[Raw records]
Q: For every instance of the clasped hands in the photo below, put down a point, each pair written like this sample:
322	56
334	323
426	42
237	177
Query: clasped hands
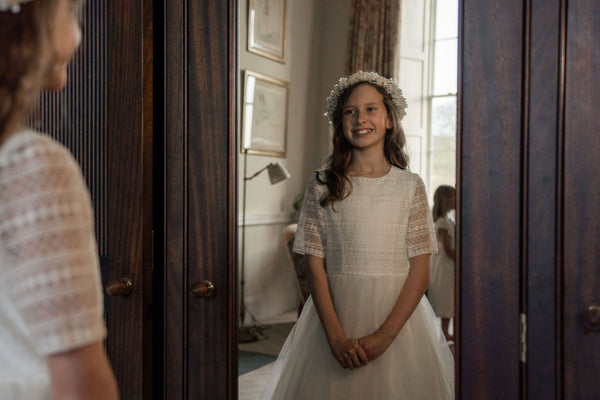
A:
355	353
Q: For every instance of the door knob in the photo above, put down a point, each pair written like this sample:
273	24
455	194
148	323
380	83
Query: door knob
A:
117	287
591	319
203	289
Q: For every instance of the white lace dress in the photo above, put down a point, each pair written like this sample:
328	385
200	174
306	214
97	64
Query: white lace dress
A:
366	243
50	293
441	280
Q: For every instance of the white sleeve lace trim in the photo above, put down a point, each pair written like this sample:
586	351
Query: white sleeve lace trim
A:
48	250
310	235
420	238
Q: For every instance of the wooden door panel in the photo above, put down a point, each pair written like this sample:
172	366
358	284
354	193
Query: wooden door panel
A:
489	161
211	191
99	118
199	235
581	349
544	97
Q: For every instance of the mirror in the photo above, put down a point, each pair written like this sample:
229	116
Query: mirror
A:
315	36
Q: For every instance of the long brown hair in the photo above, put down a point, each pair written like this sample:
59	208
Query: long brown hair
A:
338	184
25	59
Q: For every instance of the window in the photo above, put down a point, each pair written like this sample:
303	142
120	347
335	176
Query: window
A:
443	94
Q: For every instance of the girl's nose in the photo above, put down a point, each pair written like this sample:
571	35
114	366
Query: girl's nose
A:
360	117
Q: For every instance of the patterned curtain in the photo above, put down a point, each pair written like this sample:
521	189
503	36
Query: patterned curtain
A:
374	37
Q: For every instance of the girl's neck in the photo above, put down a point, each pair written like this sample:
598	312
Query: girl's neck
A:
369	165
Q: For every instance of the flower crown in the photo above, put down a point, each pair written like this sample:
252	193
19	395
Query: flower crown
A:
390	87
14	6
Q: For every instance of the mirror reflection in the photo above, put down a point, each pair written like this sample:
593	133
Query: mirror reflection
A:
312	45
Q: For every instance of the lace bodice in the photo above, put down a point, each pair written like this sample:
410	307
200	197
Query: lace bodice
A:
50	294
374	231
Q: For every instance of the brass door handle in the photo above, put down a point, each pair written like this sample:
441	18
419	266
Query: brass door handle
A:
203	289
591	319
117	287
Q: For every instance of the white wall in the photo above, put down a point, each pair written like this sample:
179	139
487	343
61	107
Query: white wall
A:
270	289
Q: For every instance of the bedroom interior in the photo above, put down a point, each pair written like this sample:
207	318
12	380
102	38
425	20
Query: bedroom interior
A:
311	65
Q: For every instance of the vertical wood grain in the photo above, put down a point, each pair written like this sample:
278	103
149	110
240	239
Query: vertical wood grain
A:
490	193
128	225
199	111
542	172
581	349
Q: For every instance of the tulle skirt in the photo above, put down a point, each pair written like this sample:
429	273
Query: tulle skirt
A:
418	365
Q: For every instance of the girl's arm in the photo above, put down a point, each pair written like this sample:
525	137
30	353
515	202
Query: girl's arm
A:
446	242
408	299
348	352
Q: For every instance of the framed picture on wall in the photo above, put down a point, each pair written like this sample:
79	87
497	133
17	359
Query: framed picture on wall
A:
264	115
266	28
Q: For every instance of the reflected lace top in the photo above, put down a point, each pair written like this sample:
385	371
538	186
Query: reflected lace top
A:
50	293
374	231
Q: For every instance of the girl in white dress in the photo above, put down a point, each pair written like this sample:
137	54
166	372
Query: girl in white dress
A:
441	283
51	313
367	331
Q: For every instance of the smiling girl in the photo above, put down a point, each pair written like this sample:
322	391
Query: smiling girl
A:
365	229
51	312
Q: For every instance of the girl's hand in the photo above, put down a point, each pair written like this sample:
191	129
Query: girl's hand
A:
375	344
349	353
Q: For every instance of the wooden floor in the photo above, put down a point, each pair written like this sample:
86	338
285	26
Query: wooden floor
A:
272	335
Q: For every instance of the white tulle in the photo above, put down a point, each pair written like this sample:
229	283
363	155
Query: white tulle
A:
366	241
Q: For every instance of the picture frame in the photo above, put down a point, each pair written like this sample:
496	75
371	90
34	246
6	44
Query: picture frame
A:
264	115
266	28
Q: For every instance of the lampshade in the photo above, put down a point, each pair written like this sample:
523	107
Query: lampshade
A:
277	173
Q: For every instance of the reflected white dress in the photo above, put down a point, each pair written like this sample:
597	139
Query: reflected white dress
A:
50	289
366	243
441	281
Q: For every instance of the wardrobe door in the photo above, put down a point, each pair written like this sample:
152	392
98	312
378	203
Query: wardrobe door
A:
581	194
489	198
103	117
199	200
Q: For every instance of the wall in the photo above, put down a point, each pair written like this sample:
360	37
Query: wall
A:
270	288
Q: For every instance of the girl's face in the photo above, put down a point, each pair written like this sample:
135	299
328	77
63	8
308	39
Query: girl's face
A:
64	39
365	119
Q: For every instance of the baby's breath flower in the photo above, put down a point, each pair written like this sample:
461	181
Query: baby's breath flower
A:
390	87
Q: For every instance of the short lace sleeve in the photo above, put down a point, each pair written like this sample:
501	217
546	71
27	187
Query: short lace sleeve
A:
48	254
420	238
310	235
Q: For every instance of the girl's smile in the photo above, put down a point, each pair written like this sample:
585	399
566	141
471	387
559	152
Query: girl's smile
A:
365	118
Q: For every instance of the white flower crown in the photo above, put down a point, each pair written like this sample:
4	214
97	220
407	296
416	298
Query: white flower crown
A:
14	6
390	87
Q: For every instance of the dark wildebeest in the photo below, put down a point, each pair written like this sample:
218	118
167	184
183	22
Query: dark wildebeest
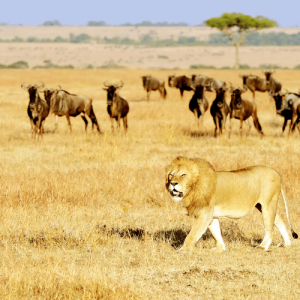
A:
63	103
294	98
153	84
33	91
117	107
242	109
274	85
198	104
39	113
219	110
182	83
284	106
255	83
211	84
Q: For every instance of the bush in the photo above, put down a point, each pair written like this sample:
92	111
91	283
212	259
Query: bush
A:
245	67
51	23
50	65
202	67
81	38
110	65
21	64
96	23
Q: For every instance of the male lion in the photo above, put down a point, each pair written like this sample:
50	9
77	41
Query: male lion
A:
208	194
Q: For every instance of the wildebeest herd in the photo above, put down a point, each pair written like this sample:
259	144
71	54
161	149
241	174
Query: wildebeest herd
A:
62	103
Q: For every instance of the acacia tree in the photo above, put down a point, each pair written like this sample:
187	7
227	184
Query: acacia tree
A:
236	27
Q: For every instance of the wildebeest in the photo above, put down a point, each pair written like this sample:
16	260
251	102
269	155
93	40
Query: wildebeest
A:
255	83
117	107
294	98
211	84
33	91
274	85
283	106
63	103
182	83
198	104
153	84
242	109
219	110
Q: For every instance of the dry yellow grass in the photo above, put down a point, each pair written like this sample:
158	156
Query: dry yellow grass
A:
88	217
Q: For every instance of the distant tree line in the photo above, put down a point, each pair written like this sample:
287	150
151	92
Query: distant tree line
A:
216	39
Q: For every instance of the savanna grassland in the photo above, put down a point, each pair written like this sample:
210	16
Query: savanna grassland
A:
85	216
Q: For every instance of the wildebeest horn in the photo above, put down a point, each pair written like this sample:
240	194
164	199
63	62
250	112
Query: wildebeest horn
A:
244	89
24	87
41	86
105	84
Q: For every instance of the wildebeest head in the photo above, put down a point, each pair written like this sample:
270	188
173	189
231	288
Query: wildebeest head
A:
268	74
171	80
48	94
111	91
221	95
278	97
144	79
236	98
33	91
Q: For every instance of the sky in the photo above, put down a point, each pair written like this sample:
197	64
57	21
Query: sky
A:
117	12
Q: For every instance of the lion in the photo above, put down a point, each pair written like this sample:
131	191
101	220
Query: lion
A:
208	194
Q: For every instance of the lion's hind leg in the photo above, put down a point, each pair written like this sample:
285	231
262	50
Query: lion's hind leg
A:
281	227
214	227
203	220
269	212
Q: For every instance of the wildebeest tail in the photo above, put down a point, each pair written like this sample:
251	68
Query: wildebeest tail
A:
294	234
94	119
164	93
257	125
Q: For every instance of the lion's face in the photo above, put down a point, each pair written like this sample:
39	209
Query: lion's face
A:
178	181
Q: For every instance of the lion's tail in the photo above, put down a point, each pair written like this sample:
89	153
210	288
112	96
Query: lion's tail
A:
294	234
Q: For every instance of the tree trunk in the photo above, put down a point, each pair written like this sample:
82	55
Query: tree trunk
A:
237	58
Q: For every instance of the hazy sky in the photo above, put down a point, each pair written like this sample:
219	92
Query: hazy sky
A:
116	12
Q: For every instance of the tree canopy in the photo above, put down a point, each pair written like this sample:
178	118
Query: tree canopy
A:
242	22
236	27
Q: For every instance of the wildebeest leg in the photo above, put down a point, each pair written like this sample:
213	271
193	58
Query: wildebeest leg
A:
112	123
181	94
125	123
56	122
241	127
229	132
253	93
249	126
217	124
32	126
85	121
69	122
196	116
94	120
119	121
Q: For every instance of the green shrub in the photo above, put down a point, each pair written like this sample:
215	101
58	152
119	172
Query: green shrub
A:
202	67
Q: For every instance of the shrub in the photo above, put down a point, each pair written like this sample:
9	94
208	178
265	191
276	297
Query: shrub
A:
51	23
202	67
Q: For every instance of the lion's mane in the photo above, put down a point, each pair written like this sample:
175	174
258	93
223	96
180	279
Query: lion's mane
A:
202	184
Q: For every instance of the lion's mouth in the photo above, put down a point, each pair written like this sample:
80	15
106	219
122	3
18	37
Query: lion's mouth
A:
175	193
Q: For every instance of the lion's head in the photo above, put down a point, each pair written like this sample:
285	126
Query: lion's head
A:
192	181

**REQUIREMENT**
Look above for the line containing "Q: For every instance of the hazy"; copy from it through the last line, exactly, and nothing more.

**PROBLEM SOLUTION**
Q: For every instance of the hazy sky in the photo above, put down a point, each pair written like this sample:
219	92
Query: hazy sky
A:
116	12
Q: For every instance of the tree canopy in the photo above, put down a point, each pair written like this sample:
178	118
Query: tree canopy
A:
242	22
236	27
Q: For every instance of the wildebeest leg in the photo above, put down a point, each pair written like this sample:
213	271
193	58
Query: wildebeest leg
A:
112	123
181	94
125	123
56	122
241	127
229	132
253	93
249	126
217	124
32	126
85	121
69	122
196	116
94	120
119	121
Q: For every instance of the green shrub in the photo above, put down a point, each pair written like this sample:
215	101
58	152
119	172
Query: green shrub
A:
202	67
Q: For every instance of the shrub in the photo above, put down a point, each pair written like this sample:
9	94
208	178
265	191
276	297
Query: shrub
A:
51	23
202	67
Q: For every instance of the lion's mane in the photo above, put down a point, each pair written like this sample:
175	174
258	93
223	96
180	279
Query: lion's mane
A:
202	184
Q: For every instance of the lion's mouth in the photo above, put down a point, each pair written like this sample:
80	15
106	219
122	3
18	37
Query: lion's mouth
A:
175	193
Q: For every instance of the lion's head in the photo above, put down a point, each pair written like this sample:
285	126
Query: lion's head
A:
192	181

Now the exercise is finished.